| Aim of the task |
Output the material below unchanged, apart from leaving out the pictures.

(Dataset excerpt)
(begin)
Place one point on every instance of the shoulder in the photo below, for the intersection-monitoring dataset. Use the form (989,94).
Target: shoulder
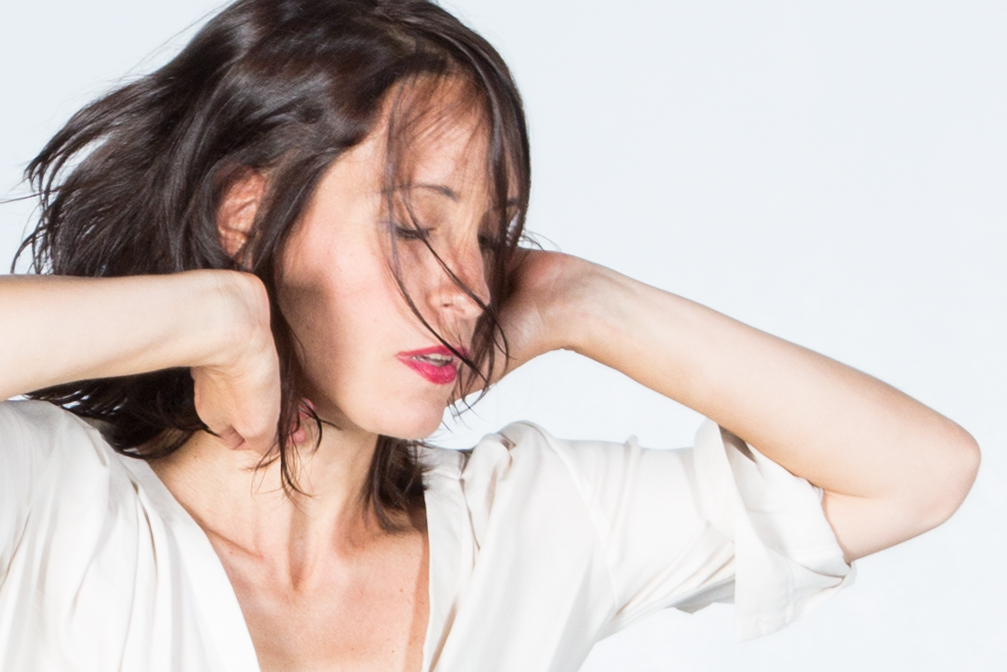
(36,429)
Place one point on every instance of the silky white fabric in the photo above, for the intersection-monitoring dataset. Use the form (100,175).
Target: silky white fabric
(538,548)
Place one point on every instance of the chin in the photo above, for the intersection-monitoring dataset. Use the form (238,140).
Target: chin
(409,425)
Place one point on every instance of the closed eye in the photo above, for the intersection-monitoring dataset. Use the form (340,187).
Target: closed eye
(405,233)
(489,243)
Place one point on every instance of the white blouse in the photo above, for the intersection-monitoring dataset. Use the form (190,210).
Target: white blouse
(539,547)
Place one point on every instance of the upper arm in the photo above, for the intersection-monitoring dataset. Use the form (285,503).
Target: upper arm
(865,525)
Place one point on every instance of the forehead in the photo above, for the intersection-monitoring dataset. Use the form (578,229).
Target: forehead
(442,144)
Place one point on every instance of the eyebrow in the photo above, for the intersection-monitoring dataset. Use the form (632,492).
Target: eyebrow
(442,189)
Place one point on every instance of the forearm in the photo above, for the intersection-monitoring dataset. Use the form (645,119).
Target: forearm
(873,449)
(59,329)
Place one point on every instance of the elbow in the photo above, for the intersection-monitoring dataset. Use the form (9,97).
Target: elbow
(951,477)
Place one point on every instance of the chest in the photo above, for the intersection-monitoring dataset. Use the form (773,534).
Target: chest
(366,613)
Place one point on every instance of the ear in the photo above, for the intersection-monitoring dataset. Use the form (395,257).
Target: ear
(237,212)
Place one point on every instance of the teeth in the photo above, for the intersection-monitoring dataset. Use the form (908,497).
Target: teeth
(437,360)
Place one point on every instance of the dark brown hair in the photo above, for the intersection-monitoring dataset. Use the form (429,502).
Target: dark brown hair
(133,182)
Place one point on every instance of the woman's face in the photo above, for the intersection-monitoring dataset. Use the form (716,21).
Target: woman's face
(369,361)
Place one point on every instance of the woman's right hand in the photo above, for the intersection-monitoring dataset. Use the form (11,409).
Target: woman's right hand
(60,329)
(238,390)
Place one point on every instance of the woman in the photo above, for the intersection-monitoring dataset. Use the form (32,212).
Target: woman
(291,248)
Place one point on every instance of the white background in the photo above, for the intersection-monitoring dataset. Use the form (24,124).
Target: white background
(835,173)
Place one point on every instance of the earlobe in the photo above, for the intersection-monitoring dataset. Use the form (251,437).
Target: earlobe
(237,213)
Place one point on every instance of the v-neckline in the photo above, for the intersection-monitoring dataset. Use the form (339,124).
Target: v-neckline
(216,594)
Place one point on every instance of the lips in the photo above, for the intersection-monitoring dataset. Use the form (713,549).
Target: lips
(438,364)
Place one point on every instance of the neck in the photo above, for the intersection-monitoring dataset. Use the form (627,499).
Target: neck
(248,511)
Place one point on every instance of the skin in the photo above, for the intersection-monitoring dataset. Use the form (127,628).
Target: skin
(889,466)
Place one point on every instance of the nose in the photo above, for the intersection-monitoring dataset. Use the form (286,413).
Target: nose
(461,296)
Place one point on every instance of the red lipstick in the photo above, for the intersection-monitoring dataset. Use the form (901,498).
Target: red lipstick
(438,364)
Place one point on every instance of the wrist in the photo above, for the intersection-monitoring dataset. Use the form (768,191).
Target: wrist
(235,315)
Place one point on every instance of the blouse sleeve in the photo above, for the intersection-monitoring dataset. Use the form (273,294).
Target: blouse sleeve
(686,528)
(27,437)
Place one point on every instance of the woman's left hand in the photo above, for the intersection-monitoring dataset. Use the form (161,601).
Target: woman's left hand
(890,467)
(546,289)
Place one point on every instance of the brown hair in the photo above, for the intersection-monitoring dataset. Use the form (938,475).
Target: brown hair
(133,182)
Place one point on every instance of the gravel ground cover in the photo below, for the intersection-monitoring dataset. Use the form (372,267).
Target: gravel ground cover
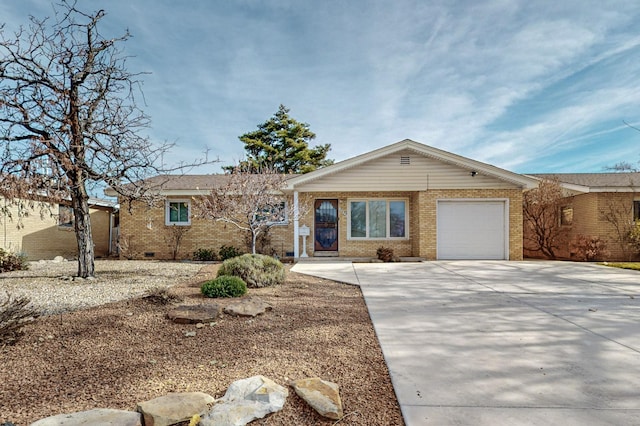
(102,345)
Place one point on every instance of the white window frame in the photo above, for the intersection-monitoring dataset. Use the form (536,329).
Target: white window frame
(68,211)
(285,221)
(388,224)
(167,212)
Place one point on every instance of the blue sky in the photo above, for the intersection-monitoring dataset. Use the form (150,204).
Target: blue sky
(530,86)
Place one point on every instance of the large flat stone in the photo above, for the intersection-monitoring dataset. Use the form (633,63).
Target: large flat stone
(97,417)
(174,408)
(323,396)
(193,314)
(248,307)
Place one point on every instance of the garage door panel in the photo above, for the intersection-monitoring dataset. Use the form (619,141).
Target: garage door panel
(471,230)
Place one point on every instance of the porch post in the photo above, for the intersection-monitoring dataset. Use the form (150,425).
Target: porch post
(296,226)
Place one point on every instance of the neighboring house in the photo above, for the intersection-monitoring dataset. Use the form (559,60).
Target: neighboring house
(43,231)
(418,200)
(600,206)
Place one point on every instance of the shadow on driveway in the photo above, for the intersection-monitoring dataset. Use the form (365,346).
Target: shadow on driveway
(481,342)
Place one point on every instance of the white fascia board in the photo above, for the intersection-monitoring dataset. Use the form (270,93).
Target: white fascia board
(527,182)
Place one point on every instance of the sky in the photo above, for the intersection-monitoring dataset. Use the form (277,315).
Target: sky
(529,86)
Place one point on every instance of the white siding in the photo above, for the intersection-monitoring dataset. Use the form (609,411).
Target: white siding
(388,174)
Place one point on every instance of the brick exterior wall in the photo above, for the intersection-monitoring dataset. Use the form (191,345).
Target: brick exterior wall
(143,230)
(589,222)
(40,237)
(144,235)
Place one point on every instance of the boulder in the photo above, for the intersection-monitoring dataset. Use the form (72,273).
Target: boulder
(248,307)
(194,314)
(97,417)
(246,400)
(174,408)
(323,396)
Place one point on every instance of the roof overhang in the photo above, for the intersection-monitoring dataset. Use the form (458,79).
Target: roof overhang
(end)
| Answer below |
Place one point on every instance of the shoulder in the photo below, for the intersection-monitoring dataset. Use the form (989,94).
Target: shoulder
(36,429)
Place one point on every instance of the silky white fabric in the photo above, for the intersection-monitoring dataset. Use the form (100,175).
Target: silky white fabric
(538,548)
Place one point on every instance of the chin in the photo above, for the intersection-monitoring dataset. Use the form (238,140).
Target: chin
(409,425)
Place one point on every instance of the closed eye in the photo above, for the intersection-monitoring dataset. Use the form (340,187).
Target: closed eye
(405,233)
(489,243)
Place one point on every instance of the white blouse in the photo above, for the intersection-monitoring dataset. Use the form (190,210).
Target: white blouse
(539,547)
Place one point on every instance of the upper arm in the photo above, for the intersection-monitoring dataset. Use the form (285,503).
Target: upper arm
(865,525)
Place one point on every instance of the forehead in the photo above, for the intersection-monitoring dataset. Use the form (578,229).
Target: forehead
(442,144)
Place one point on every instance of the eyebrow in the photo above, for the intersection-monitoring dataset. Use the form (632,492).
Target: eyebrow
(442,189)
Place one point on every instance of the forearm in the photo above, for the intersection-monitoring dataset. Use the form (645,119).
Target: forearm
(873,449)
(59,329)
Place one point on every instance of the elbow in the photo above, for the intersection-monitoring dataset. Use the form (9,97).
Target: elbow
(951,477)
Place one point on every instance of the chest in the photo above, for the intersection-monitoring dataset. Use the form (773,534).
Target: chest
(366,613)
Place one point on every instance of the ear in the photo above, for the intersection-monitoring dataset. Use the form (395,257).
Target: ear
(237,212)
Place one point on every instance of the teeth in the photo above, for the intersection-monitoring dataset. Use the form (908,497).
Target: teeth
(437,360)
Place one point on every instance of the dark brown hair in the photo above, for the intersection-monitoring dataset. Use the form (429,502).
Target: dark brown hair
(133,182)
Place one point on every instance of the woman's face in the photo above, for the intersection-monitoring dataset. Use the form (716,21).
Target: woman's face
(369,361)
Place one point on every instance of the woman's right hand in the photo above, for the intersection-monitoring dataset. Use the form (11,409).
Target: woman's right hand
(60,329)
(238,390)
Place one point on every instance of the woman in the photo above, for the intersection-monitoring dataset. Use the form (32,212).
Target: woman
(291,248)
Place one point on every instance of the white background in the photo above, for the intersection-monitoring dataset. Use the form (24,124).
Target: white background
(835,173)
Place one point on every instance of the earlobe in the photo above, for the intersection-monitoring dataset. Use the form (251,437).
Target: earlobe
(237,213)
Place one point on every instance of the v-neckline in the photo above, for the intersection-monitoring dataset. Use the form (339,124).
Target: v-neckline
(216,594)
Place one point on every instance of the lips in the photo above, for the intersection-monitoring dataset. Use the form (713,549).
Target: lips
(438,364)
Place one point on every instance of the neck in the photo above, for the intersection-monitoring dataset. Use the form (627,499).
Target: neck
(248,511)
Place one point on every instance of the skin in the photo above, for the intersection-monitoring dataset. Use the form (127,628).
Target: skin
(889,466)
Place one point on every instance of the nose in the photo above, for the intersection-monitoring dataset. Use the form (286,413).
Target: nose
(461,296)
Place one point on every instance of the red lipstick in the photo above, for the intersection-monitoring dataset. Use the form (901,498).
Target: red lipstick
(438,364)
Place one point on every instance of the wrist in the photo above, for the intersection-monitoring dataset. Use the form (768,191).
Target: wrist
(235,315)
Place one point on every instance of the blouse sleeve in the photo above, for the intersection-monitoring dataset. Use the form (273,294).
Target: blouse sleeve
(686,528)
(27,437)
Place one point on every instance of the woman's left hand in the photo above, for the intersection-monitoring dataset. Use the form (161,601).
Target: woman's left hand
(890,467)
(546,289)
Place one point on every instance of the brown hair in the photo above, for the intersection-monitoring dataset. Use the form (938,475).
Target: brown hair
(133,182)
Place one point on every instance of the gravel ground cover in the photo below, for the intersection-monitoring dataset. Use the form (372,267).
Target: gravel ground cover
(102,345)
Place one point on every instance of the white window frame in the photo above, for the intersection-monitoring dataset. Use the form (536,329).
Target: white window frame
(68,211)
(285,221)
(388,224)
(167,212)
Place one point on every instance of the blue sky in the photo above, for the intersection-monitoring dataset. Use the form (150,204).
Target: blue sky
(530,86)
Place one point on every instance of the large flat stone in the photo above, for the intersection-monitoring dataset. Use the form (633,63).
Target: large flat stone
(97,417)
(174,408)
(323,396)
(193,314)
(248,307)
Place one point on every instance of the garage door panel in the photo above, for the intersection-monitoring dataset. Use the form (619,141).
Target: garage door panel
(471,230)
Place one point on every instance of the porch post in the photo above, for the intersection-monitoring dataset. Use the form (150,425).
Target: porch post
(296,226)
Place one point on every instance of the neighboring house in the photo above, for the intersection-monitoring dataset. Use the form (559,60).
Target: neighboring house
(43,231)
(418,200)
(600,206)
Place one point on every instance of the shadow on driveway in the photo above, for the intersection-monitoring dataset. Use the form (365,346).
Target: shadow on driveway
(481,342)
Place one point on every instance of the white fascia board in the photo above, for the intersection-monitoring dataset. Use the form (270,93).
Target: white fascia board
(527,182)
Place one point on every instance of the sky in the photo above, for the intersection-monitoring dataset. Use the form (277,315).
Target: sky
(529,86)
Place one point on every instance of the white siding in the photo above, for the intersection-monitoring dataset. Use the form (609,411).
Target: white siding
(388,174)
Place one point on every instance of the brick exterior wall in the photo above, for the intersection-monitoring dataset. Use the form (191,345).
Target: brick exterior wall
(143,230)
(589,222)
(40,237)
(144,235)
Place one point on every instance of the boulder in the photo above, for the intersection-monitoring dataset. Use the form (72,273).
Target: boulder
(248,307)
(194,314)
(97,417)
(246,400)
(174,408)
(323,396)
Place one point on every instance of the roof overhang in the photo above, for the intersection-monitoring dataset. Use the form (458,79).
Target: roof overhang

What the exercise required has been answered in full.